## The data:
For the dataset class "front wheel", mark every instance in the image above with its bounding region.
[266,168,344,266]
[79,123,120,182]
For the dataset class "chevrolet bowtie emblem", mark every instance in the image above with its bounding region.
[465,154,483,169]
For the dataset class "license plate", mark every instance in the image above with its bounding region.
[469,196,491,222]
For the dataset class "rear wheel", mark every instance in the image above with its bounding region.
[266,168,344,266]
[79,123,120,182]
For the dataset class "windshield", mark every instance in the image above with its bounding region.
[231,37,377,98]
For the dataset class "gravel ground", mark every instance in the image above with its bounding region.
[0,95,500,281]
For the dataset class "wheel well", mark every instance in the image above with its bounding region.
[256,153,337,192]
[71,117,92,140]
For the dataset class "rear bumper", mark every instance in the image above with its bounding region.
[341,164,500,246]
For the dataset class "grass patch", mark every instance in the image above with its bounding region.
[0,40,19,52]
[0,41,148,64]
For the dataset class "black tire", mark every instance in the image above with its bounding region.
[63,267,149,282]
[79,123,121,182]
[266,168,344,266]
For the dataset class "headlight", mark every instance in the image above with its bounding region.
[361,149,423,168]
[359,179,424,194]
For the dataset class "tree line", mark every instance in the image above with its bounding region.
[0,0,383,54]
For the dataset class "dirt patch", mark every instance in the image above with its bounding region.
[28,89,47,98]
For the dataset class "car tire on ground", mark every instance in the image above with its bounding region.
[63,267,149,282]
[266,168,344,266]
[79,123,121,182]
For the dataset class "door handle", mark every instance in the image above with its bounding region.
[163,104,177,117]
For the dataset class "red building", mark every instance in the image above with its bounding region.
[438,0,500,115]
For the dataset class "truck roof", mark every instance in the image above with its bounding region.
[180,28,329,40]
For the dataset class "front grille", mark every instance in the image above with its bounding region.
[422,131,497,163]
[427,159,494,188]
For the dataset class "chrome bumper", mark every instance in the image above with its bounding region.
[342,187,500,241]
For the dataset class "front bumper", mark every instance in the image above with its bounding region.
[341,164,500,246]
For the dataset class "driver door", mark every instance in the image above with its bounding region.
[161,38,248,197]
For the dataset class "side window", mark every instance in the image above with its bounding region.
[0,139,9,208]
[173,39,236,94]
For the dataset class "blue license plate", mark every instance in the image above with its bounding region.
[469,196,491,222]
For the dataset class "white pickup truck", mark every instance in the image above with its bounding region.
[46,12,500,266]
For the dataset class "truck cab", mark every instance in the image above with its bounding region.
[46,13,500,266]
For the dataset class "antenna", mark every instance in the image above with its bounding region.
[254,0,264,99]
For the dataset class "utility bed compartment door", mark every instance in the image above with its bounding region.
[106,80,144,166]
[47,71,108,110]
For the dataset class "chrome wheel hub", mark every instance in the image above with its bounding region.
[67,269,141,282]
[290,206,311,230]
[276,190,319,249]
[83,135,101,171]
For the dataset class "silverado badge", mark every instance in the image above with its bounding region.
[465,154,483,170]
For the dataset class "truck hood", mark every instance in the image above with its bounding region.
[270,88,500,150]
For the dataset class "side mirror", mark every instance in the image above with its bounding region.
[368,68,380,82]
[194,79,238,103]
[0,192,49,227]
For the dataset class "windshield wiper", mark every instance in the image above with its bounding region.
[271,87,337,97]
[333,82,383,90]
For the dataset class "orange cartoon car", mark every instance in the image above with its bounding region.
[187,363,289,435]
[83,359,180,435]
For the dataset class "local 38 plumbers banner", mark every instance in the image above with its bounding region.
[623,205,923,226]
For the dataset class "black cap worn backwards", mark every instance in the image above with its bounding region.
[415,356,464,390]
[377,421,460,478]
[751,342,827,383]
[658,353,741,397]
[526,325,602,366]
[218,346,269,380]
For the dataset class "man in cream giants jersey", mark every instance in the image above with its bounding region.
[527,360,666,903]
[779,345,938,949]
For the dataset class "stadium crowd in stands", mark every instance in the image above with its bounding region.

## Goal:
Every line from the line containing "in cream giants" to the last line of the material above must be repeated exactly, and no other line.

## Solution to this problem:
For the dataset class "man in cream giants jersey", mark every instance in the image above with its bounding region.
[527,360,666,903]
[779,345,938,949]
For the dataset class "stadium crowd in stands", mark every instance in the image above with its bounding region.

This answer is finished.